OBJECTIFS
**A)** Indiquez si chacune des affirmations suivantes concorde avec le texte sur les terres rares chinoises : (i) la Chine assure 70 % de l’extraction mondiale de terres rares ; (ii) la Chine détient la moitié de la capacité mondiale de traitement des terres rares ; (iii) les terres rares y sont qualifiées de minéraux stratégiques. Répondez à chaque fois par oui ou non, avec les mots décisifs du texte cités à l’identique.
**B)** Extrayez du texte sur les terres rares chinoises le passage qui va de « Ces derniers jours, les » à « politiques et capitaux. ».

PASSAGE PRÉSENTÉ
────────

Ces derniers jours, les terres rares de la Chine ont de nouveau attiré l’attention du monde entier. En tant que minéraux stratégiques, elles sont devenues un atout majeur dans la concurrence internationale. Mais derrière les ressources en terres rares chinoises se cache une réalité choquante : des terres et des écosystèmes sacrifiés, et des luttes acharnées entre factions politiques et capitaux.
Avec 70 % de l’extraction mondiale de terres rares et 90 % de sa capacité de traitement, le Parti communiste chinois (PCC) a transformé ces minéraux insignifiants en un outil puissant pour sa stratégie mondiale de « goulot d’étranglement ». Cependant, au-delà de cet « avantage stratégique », se cache une destruction massive de l’environnement.

────────

EXTRAIT DE DONNÉES
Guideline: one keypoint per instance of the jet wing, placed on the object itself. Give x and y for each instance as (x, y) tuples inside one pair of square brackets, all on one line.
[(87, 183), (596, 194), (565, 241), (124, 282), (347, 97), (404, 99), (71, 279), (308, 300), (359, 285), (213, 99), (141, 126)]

────────

RÉPONSES CI-DESSOUS
**A)**
(i) Oui : « Avec 70 % de l’extraction mondiale de terres rares »
(ii) Non : « 90 % de sa capacité de traitement »
(iii) Oui : « En tant que minéraux stratégiques »

**B)**
Ces derniers jours, les terres rares de la Chine ont de nouveau attiré l’attention du monde entier. En tant que minéraux stratégiques, elles sont devenues un atout majeur dans la concurrence internationale. Mais derrière les ressources en terres rares chinoises se cache une réalité choquante : des terres et des écosystèmes sacrifiés, et des luttes acharnées entre factions politiques et capitaux.